We have bigger-breasted chickens, the perfect pork chop, herbicide-resistant soybean seeds, even tomatoes that won't go bad, but we also have new strains of E. coli—the harmful bacteria that causes illness for an estimated 73,000 Americans annually. We are riddled with widespread obesity, particularly among children, and an epidemic level of diabetes among adults.
Featuring interviews with such experts as Eric Schlosser (Fast Food Nation), Michael Pollan (The Omnivore's Dilemma, In Defense of Food: An Eater's Manifesto) along with forward thinking social entrepreneurs like Stonyfield's Gary Hirshberg and Polyface Farms' Joel Salatin, Food, Inc. reveals surprising—and often shocking truths—about what we eat, how it's produced, who we have become as a nation and where we are going from here.

Anyone who gets the chance to see the movie, please post your thoughts!

Thursday, July 9, 2009

The Loving Cafe, Pleasant Ridge

Had lunch today at a new (since March), organic, vegan restaurant called Loving Cafe. Owned and operated by a group of about a dozen metro Cincinnati foodies, it's on Montgomery Road in Pleasant Ridge.
While some of the offerings might be strange to most people--the green tea with "popcorn undertones" was a little weird even to this lifelong tea drinker--my friend and I were impressed with our lunch.

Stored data
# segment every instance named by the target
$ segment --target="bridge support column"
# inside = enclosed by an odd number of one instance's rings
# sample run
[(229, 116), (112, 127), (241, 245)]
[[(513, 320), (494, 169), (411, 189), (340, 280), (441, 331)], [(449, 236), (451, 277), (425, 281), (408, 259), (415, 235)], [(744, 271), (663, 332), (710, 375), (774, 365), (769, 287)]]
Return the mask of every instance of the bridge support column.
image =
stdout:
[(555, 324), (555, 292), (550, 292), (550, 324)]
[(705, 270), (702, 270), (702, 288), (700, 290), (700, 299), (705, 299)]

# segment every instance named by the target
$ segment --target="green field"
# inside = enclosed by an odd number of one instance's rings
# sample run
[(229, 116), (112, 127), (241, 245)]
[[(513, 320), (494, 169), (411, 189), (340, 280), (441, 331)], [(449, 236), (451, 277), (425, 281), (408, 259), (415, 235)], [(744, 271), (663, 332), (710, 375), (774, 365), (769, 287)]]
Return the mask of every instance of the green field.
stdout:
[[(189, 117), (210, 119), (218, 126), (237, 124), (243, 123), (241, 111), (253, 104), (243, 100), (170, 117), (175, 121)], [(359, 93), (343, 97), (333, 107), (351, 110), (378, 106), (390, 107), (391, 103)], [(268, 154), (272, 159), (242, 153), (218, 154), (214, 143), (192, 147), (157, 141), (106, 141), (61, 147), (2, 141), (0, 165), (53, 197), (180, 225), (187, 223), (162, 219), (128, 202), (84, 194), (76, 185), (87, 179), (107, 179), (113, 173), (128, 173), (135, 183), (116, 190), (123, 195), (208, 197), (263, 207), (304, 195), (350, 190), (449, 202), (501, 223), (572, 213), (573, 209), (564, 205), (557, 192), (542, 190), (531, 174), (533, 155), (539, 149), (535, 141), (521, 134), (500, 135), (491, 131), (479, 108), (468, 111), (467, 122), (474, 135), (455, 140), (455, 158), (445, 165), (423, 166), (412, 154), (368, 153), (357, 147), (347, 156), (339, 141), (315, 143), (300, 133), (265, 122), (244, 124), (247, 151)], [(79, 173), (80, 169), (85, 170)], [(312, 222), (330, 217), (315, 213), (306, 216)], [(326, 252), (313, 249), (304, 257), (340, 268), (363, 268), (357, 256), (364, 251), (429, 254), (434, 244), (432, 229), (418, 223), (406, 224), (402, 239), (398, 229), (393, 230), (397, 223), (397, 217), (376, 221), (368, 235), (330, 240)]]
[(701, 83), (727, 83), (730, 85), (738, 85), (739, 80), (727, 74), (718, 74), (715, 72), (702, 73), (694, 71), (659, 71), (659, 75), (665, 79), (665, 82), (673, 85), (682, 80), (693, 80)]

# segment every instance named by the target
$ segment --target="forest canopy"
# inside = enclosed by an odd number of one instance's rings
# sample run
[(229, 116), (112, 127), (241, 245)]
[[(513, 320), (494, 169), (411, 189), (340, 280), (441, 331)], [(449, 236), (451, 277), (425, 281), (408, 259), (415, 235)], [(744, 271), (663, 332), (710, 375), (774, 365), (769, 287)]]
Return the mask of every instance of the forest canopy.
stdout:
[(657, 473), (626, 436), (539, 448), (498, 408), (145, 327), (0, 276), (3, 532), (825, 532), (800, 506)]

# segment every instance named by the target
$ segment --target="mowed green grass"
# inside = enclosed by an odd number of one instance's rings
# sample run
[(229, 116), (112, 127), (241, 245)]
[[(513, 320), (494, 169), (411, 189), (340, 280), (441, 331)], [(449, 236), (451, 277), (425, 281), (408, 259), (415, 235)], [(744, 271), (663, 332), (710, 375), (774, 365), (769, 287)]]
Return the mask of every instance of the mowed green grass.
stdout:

> To do: Please write out the page text word for word, from "We have bigger-breasted" to "going from here.", inclusive.

> Exercise solution:
We have bigger-breasted chickens, the perfect pork chop, herbicide-resistant soybean seeds, even tomatoes that won't go bad, but we also have new strains of E. coli—the harmful bacteria that causes illness for an estimated 73,000 Americans annually. We are riddled with widespread obesity, particularly among children, and an epidemic level of diabetes among adults.
Featuring interviews with such experts as Eric Schlosser (Fast Food Nation), Michael Pollan (The Omnivore's Dilemma, In Defense of Food: An Eater's Manifesto) along with forward thinking social entrepreneurs like Stonyfield's Gary Hirshberg and Polyface Farms' Joel Salatin, Food, Inc. reveals surprising—and often shocking truths—about what we eat, how it's produced, who we have become as a nation and where we are going from here.